## Work to be completed
If a line in the entries contains the word "trousers", list it.

## Data to examine
/---

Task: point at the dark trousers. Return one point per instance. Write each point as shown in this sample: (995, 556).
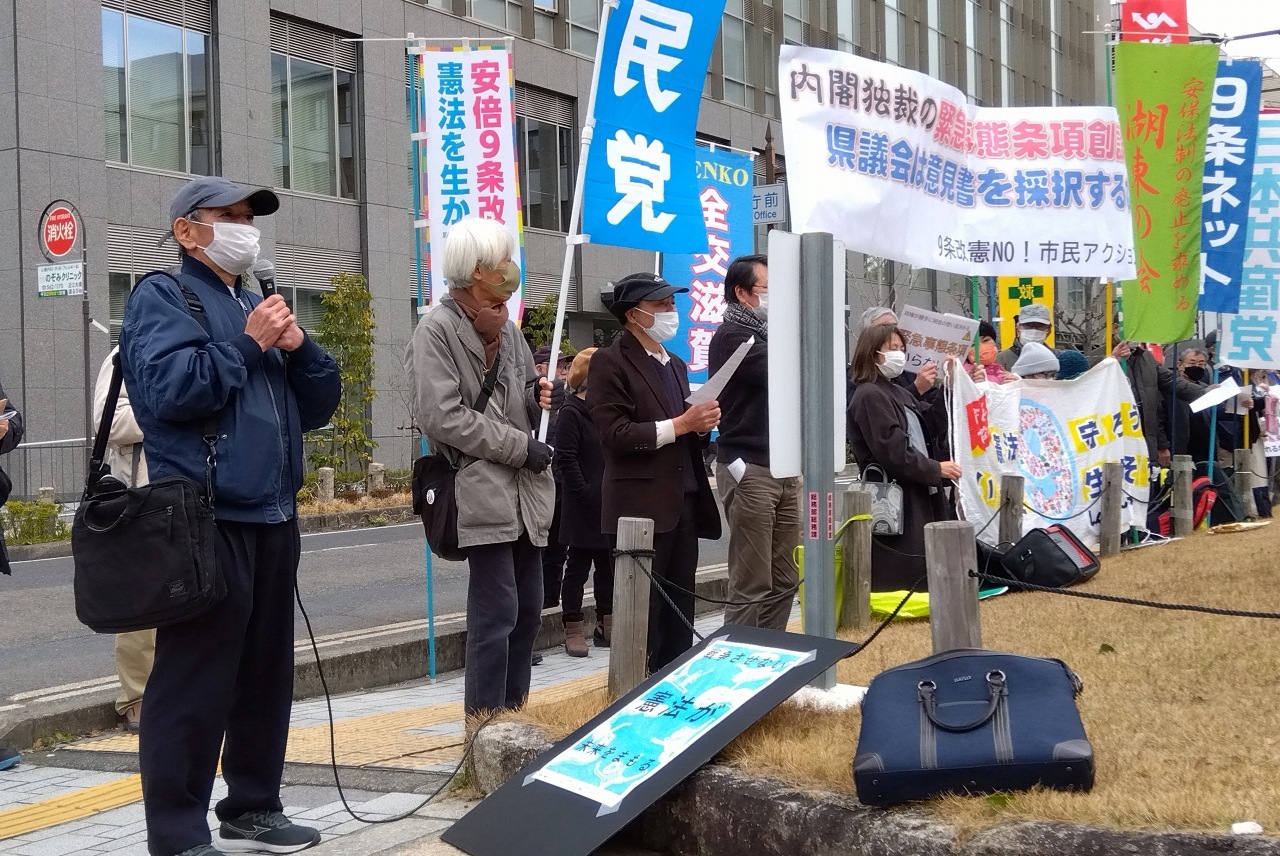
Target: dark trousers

\---
/---

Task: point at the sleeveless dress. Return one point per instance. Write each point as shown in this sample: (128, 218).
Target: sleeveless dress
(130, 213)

\---
/---

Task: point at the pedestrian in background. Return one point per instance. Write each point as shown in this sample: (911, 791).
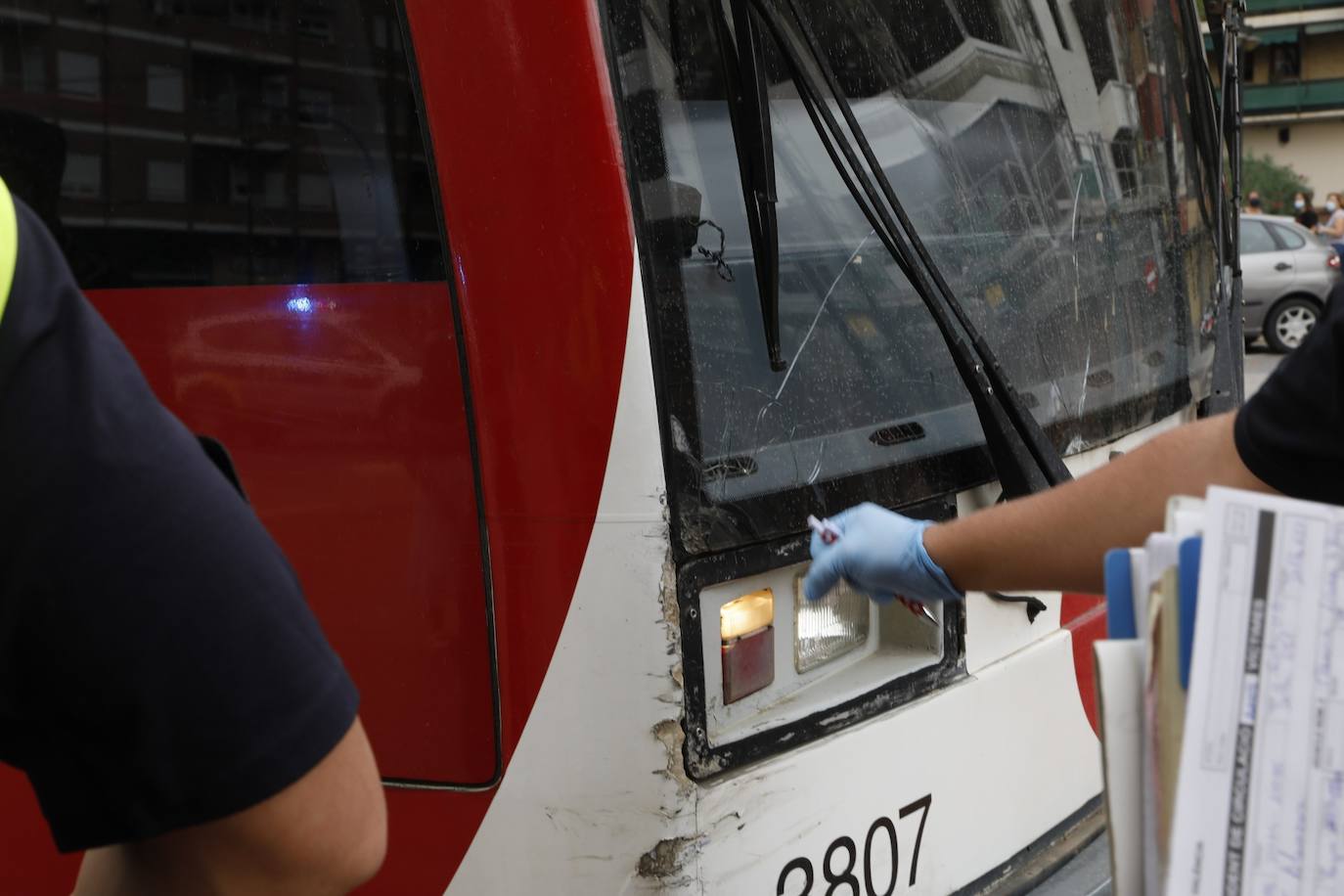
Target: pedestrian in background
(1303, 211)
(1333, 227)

\---

## Result
Task: point at the dark trousers. Return one point per instance. Write each point as shown in this sample: (995, 556).
Target: dark trousers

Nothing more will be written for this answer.